-- Begin Listing --

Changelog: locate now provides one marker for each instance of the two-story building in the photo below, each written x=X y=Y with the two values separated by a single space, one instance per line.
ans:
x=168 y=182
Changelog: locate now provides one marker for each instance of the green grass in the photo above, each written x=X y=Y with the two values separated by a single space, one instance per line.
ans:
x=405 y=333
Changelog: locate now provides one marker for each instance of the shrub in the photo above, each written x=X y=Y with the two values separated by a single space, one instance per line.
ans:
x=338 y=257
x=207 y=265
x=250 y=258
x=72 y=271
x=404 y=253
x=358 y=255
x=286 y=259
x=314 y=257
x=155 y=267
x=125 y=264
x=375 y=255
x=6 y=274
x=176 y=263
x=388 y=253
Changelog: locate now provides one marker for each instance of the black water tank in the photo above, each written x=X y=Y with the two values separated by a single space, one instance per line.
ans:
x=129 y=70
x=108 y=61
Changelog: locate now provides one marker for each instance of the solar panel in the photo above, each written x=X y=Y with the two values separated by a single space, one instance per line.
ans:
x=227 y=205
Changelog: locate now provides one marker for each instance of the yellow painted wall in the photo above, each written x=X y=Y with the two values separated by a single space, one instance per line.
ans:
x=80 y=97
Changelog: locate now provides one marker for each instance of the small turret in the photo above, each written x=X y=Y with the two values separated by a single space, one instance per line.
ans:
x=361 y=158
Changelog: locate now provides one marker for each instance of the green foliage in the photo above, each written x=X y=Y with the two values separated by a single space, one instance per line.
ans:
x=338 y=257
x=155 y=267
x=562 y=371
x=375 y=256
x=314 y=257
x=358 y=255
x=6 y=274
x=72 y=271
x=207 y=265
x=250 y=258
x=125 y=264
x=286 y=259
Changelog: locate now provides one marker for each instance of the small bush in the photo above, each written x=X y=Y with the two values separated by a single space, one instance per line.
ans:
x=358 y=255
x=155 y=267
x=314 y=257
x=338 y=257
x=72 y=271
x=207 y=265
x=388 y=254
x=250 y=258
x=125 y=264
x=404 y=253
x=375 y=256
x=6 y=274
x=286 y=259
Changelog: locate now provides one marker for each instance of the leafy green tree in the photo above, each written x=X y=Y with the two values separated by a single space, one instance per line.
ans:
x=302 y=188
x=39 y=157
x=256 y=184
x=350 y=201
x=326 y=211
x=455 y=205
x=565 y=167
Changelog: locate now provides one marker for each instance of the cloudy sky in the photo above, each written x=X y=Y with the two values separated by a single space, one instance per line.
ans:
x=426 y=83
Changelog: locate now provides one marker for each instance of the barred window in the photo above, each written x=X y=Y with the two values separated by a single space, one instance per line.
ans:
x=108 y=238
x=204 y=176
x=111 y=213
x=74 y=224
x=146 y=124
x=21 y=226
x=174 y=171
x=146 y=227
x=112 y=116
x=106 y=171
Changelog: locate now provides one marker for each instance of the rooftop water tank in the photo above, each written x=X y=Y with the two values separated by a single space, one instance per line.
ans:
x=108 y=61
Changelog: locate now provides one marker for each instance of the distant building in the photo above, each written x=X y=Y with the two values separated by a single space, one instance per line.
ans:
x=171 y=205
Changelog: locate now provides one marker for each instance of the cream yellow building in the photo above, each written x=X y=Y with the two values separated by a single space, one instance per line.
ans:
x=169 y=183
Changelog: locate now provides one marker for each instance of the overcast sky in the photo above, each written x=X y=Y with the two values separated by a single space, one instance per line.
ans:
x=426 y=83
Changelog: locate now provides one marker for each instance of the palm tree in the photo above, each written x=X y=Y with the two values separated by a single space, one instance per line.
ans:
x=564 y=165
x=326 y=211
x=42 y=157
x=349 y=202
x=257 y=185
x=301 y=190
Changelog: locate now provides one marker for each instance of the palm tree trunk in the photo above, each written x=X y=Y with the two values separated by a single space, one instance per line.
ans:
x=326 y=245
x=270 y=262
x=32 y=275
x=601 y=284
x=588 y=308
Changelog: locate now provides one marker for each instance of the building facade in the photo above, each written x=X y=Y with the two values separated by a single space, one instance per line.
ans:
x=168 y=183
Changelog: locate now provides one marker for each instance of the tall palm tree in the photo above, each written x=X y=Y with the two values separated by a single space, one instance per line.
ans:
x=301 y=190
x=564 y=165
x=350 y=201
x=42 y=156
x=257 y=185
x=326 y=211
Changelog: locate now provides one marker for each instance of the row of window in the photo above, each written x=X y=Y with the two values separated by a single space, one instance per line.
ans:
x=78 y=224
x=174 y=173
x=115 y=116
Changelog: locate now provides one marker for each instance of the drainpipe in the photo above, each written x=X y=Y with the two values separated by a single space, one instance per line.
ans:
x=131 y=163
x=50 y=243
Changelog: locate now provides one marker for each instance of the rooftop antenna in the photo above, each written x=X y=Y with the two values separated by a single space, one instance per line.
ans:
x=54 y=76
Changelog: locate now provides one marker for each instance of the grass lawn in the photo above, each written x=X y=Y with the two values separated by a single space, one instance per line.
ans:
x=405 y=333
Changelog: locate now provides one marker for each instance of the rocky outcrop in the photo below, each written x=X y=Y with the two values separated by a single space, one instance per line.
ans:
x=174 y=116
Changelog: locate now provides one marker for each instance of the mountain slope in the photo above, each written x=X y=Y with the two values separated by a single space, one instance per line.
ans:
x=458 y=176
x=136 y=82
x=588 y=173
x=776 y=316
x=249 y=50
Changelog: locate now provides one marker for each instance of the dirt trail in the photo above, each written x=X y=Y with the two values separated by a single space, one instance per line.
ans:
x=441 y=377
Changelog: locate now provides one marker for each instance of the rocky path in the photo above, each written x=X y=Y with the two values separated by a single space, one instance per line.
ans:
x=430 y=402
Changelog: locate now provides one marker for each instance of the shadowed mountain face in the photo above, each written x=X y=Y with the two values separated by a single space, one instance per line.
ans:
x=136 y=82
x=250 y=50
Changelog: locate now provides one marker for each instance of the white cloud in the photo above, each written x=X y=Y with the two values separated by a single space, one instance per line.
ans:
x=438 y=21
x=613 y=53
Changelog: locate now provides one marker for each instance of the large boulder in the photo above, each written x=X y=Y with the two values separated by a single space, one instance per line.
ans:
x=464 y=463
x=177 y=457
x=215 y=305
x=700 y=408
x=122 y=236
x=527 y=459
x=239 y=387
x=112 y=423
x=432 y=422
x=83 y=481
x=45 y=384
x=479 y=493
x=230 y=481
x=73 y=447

-- End Listing --

**What needs to be done:** Can you format all the material above as a numbered list and leave out the blank lines?

**Answer to the problem:**
1. Changelog: locate now provides one marker for each instance of the two-story building in the photo below, each written x=X y=Y with the two values separated by a single space, one instance per line.
2. ans:
3. x=168 y=182
4. Changelog: locate now provides one marker for each instance of the green grass in the photo above, each written x=X y=Y with the two values separated by a single space, one instance per line.
5. ans:
6. x=405 y=333
7. Changelog: locate now provides one marker for each instance of the shrub in the photo above, each written x=X y=Y with the two values separated by a single space, one instance per line.
8. ans:
9. x=338 y=257
10. x=207 y=265
11. x=250 y=258
12. x=72 y=271
13. x=404 y=253
14. x=358 y=255
15. x=286 y=259
16. x=314 y=257
17. x=155 y=267
18. x=125 y=264
19. x=375 y=255
20. x=6 y=274
21. x=176 y=263
22. x=388 y=253
23. Changelog: locate now provides one marker for each instance of the black water tank in the photo above, each written x=X y=Y with the two values separated by a single space, one instance per line.
24. ans:
25. x=129 y=70
26. x=108 y=61
27. Changelog: locate now provides one marker for each instance of the solar panel in the photo above, each written x=X y=Y with the two values separated by a single space, one instance per line.
28. ans:
29. x=227 y=205
30. Changelog: locate now provides one marker for each instance of the yellow painted wall in the photo above, each written x=X y=Y with the two values separated by a single space, one instance per line.
31. ans:
32. x=80 y=97
33. Changelog: locate now provides one marker for each instance of the small turret in the photo above, each written x=X y=Y with the two values separated by a single space, one instance per line.
34. ans:
35. x=361 y=158
36. Changelog: locate now provides one marker for each instance of the green foliage in the photo above, each written x=X y=Y with the two values separated by a single space, one instance per line.
37. ans:
38. x=338 y=257
39. x=155 y=267
40. x=562 y=371
41. x=375 y=256
42. x=314 y=257
43. x=358 y=255
44. x=6 y=274
45. x=72 y=271
46. x=207 y=265
47. x=250 y=258
48. x=125 y=264
49. x=286 y=259
50. Changelog: locate now provides one marker for each instance of the small bush in the photo above, each written x=X y=Y with the two values separated by a single space, one instance per line.
51. ans:
52. x=358 y=255
53. x=155 y=267
54. x=314 y=257
55. x=338 y=257
56. x=72 y=271
57. x=207 y=265
58. x=388 y=254
59. x=250 y=258
60. x=125 y=264
61. x=404 y=253
62. x=375 y=256
63. x=6 y=274
64. x=286 y=259
65. Changelog: locate now provides one marker for each instance of the leafy green tree in the photo above, each written x=X y=Y with the two values separated by a single space, one instance per line.
66. ans:
67. x=302 y=188
68. x=39 y=157
69. x=256 y=184
70. x=350 y=201
71. x=326 y=211
72. x=455 y=205
73. x=565 y=167
74. Changelog: locate now provides one marker for each instance of the cloudy sky in the photo above, each written x=X y=Y with the two values separated by a single space, one instance per line.
75. ans:
76. x=426 y=83
77. Changelog: locate now provides one marker for each instance of the barred window in the photo above, each written x=X y=Y with the two values separated by a single space, one instance per line.
78. ans:
79. x=108 y=238
80. x=204 y=176
81. x=111 y=213
82. x=74 y=224
83. x=146 y=124
84. x=21 y=226
85. x=174 y=171
86. x=146 y=227
87. x=112 y=116
88. x=106 y=171
89. Changelog: locate now provides one marker for each instance of the rooftop water tank in the photo above, each written x=X y=Y with the two values separated by a single space, one instance per line.
90. ans:
91. x=108 y=61
92. Changelog: locate now provides one marker for each instance of the distant building in the photo above, each written x=X y=Y with the two values separated by a single space, one instance per line.
93. ans:
94. x=171 y=205
95. Changelog: locate now provides one marker for each instance of the cream yellow building in the photo above, each written x=X y=Y with the two values separated by a single space, one instance per line.
96. ans:
97. x=169 y=183
98. Changelog: locate now provides one marker for each instance of the overcast sky in the photo above, each written x=X y=Y with the two values separated by a single space, one instance per line.
99. ans:
100. x=426 y=83
101. Changelog: locate now provides one marker for each instance of the palm tree in the photo above, each written x=X y=Y with the two values separated by a single space, one instance per line.
102. ans:
103. x=564 y=165
104. x=326 y=211
105. x=42 y=157
106. x=349 y=202
107. x=257 y=185
108. x=301 y=190
109. Changelog: locate now provides one marker for each instance of the palm tree trunk in the photo above, each written x=X y=Y with the two values separated by a single space, one instance per line.
110. ans:
111. x=326 y=245
112. x=270 y=262
113. x=32 y=275
114. x=601 y=284
115. x=588 y=308
116. Changelog: locate now provides one marker for each instance of the building facade in the photo above, each written x=X y=Y with the two values separated by a single space, one instance per line.
117. ans:
118. x=168 y=183
119. Changelog: locate now provides one marker for each instance of the tall palm tree in the photo above, each written x=X y=Y with the two values separated by a single space, one instance per line.
120. ans:
121. x=301 y=190
122. x=564 y=165
123. x=350 y=201
124. x=42 y=156
125. x=257 y=185
126. x=326 y=211
127. Changelog: locate now provides one marker for each instance of the row of window in the photo above, each written x=X y=Y with the two values separated by a single space, one instance per line.
128. ans:
129. x=78 y=224
130. x=174 y=173
131. x=115 y=116
132. Changelog: locate now provides one marker for each instance of the drainpipe in the photo above, each written x=X y=Y with the two values separated by a single space, one instance per line.
133. ans:
134. x=131 y=163
135. x=50 y=243
136. Changelog: locate now provides one marker for each instance of the rooftop antenna in the photo above, each written x=X y=Y with the two values separated by a single space, one instance per line.
137. ans:
138. x=54 y=76
139. Changelog: locate now provides one marker for each instance of the grass lawn in the photo above, each written x=X y=Y with the two values separated by a single space, one instance per line.
140. ans:
141. x=405 y=333
142. Changelog: locate now provides one marker for each instance of the rocky outcrop in the photo below, each written x=X y=Y with the two values separated by a single space, one instance per line.
143. ans:
144. x=174 y=116
145. Changelog: locate now provides one marker for each instance of the mountain slope in the photo above, each written x=X y=Y with the two values separated by a single space, one instance per line.
146. ans:
147. x=458 y=176
148. x=136 y=82
149. x=588 y=173
150. x=776 y=316
151. x=249 y=50
152. Changelog: locate now provides one marker for each instance of the dirt trail in the photo above, each written x=X y=Y with the two values separated by a single space, one instance per line.
153. ans:
154. x=441 y=377
155. Changelog: locate now provides one marker for each instance of the rocky path in the photo above, each written x=X y=Y with the two values separated by a single space, one instance per line.
156. ans:
157. x=430 y=402
158. Changelog: locate now provides one marker for each instance of the shadowed mountain face in the photo above, each written x=X y=Y with the two values separated by a single space, one instance per line.
159. ans:
160. x=136 y=82
161. x=250 y=50
162. Changelog: locate now provides one marker for each instance of the white cloud in the photo above, each written x=X y=Y with the two values separated by a single space, one instance per line.
163. ans:
164. x=438 y=21
165. x=613 y=53
166. Changelog: locate now provides one marker for each instance of the large boulder in the photo above, each written x=X y=Y with the two values separated by a single space, one instance per line.
167. ans:
168. x=464 y=463
169. x=177 y=457
170. x=215 y=305
171. x=700 y=408
172. x=122 y=236
173. x=527 y=459
174. x=239 y=387
175. x=112 y=423
176. x=432 y=422
177. x=83 y=481
178. x=45 y=384
179. x=479 y=493
180. x=230 y=481
181. x=73 y=447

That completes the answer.